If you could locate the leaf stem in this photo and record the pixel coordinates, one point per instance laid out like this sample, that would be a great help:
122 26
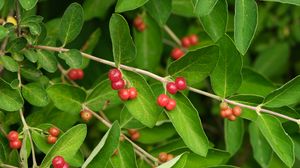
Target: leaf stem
164 80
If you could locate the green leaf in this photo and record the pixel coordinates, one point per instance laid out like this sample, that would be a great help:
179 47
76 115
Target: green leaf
187 123
262 151
9 63
124 49
35 94
67 145
125 158
215 23
28 4
72 57
159 10
275 55
144 107
204 7
234 133
71 23
47 60
125 5
174 162
294 2
149 45
245 24
11 99
67 98
100 94
105 148
204 59
226 77
287 94
278 139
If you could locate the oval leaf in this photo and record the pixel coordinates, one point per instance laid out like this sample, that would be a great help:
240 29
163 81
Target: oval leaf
124 49
245 24
71 23
67 98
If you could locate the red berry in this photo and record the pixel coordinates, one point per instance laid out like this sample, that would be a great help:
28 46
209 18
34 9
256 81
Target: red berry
114 75
132 93
120 84
51 139
58 162
86 115
180 83
237 111
54 131
123 94
13 135
16 144
135 136
185 42
171 104
176 53
193 39
163 156
162 100
171 87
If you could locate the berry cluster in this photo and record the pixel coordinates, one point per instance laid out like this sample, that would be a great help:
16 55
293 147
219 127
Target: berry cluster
76 74
118 83
53 134
86 115
139 24
164 157
59 162
227 112
14 141
134 134
186 42
164 101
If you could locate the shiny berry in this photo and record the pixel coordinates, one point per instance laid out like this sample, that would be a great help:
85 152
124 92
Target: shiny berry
163 156
120 84
193 39
123 94
171 104
58 162
54 131
114 75
185 42
13 135
162 100
132 93
176 53
51 139
180 83
16 144
236 111
86 115
171 87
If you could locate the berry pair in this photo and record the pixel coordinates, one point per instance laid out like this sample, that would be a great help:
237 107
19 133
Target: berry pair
86 115
179 84
59 162
118 83
134 134
164 157
139 24
14 141
164 101
53 134
189 41
227 112
76 74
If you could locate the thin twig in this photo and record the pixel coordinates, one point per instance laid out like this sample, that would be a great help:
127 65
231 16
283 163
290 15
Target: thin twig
164 80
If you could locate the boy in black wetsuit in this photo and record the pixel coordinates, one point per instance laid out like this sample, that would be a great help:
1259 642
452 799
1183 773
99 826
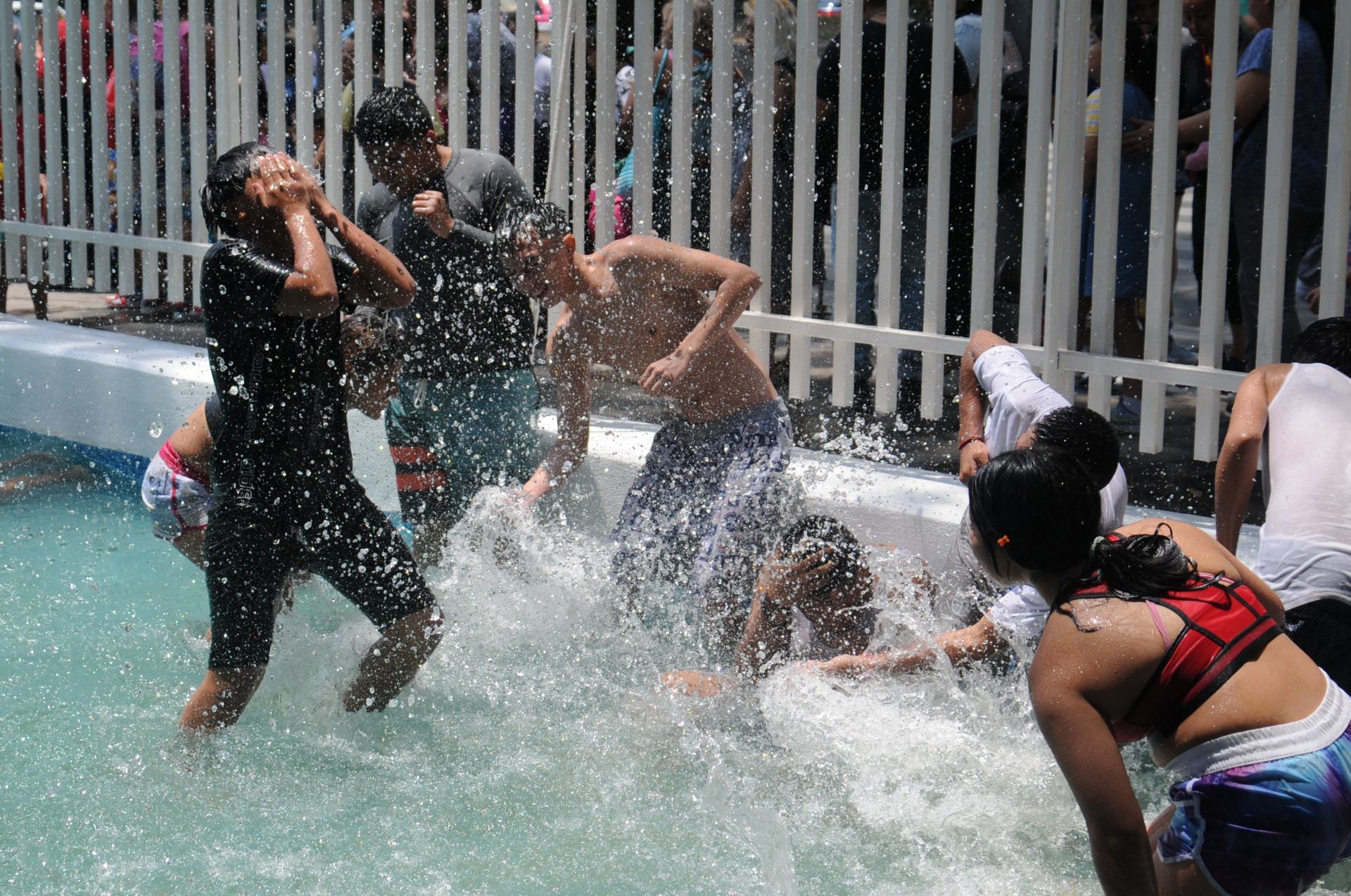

====

WHAT IS NEEDED: List every line in the entries above that contains the string "Target", copying each line in full.

REPLY:
Target: leaf stem
Target: green leaf
Target: oval leaf
Target: red berry
Target: berry cluster
Target: shiny berry
Target: berry pair
Target: thin twig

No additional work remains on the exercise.